Records provided:
···
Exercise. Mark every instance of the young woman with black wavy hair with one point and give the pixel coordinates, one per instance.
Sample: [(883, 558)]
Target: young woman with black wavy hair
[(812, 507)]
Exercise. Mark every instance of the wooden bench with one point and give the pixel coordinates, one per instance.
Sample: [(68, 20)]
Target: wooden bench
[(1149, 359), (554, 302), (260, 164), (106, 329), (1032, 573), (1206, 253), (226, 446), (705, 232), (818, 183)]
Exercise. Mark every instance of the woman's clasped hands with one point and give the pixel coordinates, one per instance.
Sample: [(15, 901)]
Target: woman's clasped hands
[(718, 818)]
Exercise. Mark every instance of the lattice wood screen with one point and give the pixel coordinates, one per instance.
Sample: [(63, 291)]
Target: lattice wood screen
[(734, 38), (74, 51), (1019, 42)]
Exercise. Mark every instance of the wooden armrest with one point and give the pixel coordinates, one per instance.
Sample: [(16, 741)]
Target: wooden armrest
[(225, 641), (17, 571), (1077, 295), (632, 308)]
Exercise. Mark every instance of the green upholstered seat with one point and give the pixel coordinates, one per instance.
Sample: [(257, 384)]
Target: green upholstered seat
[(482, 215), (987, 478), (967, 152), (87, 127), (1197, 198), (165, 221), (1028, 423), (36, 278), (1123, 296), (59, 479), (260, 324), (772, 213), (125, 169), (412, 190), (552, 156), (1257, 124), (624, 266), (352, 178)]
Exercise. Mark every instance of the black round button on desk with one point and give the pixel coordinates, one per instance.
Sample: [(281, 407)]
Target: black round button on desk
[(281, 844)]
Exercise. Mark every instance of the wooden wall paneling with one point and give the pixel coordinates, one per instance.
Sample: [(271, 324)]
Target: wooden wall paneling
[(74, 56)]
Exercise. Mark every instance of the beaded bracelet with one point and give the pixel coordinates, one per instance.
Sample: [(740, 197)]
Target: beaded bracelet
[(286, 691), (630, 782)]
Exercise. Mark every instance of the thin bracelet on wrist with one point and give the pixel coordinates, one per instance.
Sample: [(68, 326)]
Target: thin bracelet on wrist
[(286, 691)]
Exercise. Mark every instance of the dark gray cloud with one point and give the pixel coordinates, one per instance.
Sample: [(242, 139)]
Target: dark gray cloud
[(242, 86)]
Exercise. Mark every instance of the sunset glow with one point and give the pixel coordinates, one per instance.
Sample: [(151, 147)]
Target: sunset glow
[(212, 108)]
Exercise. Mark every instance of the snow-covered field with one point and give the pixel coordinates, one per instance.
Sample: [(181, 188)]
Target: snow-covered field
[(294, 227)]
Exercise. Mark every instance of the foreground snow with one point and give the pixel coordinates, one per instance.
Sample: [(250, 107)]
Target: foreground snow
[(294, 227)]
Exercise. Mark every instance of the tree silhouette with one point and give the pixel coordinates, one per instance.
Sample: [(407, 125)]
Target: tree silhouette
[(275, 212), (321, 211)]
···
What is required:
Reproduce word for word the lines above, from the line with "Exercise. Mark every instance of the tree" up to and including the final line.

Exercise output:
Exercise. Mark every instance of the tree silhouette with one point and give the pixel coordinates, one per instance.
Sample: [(407, 125)]
Target: tree silhouette
[(275, 212), (321, 211)]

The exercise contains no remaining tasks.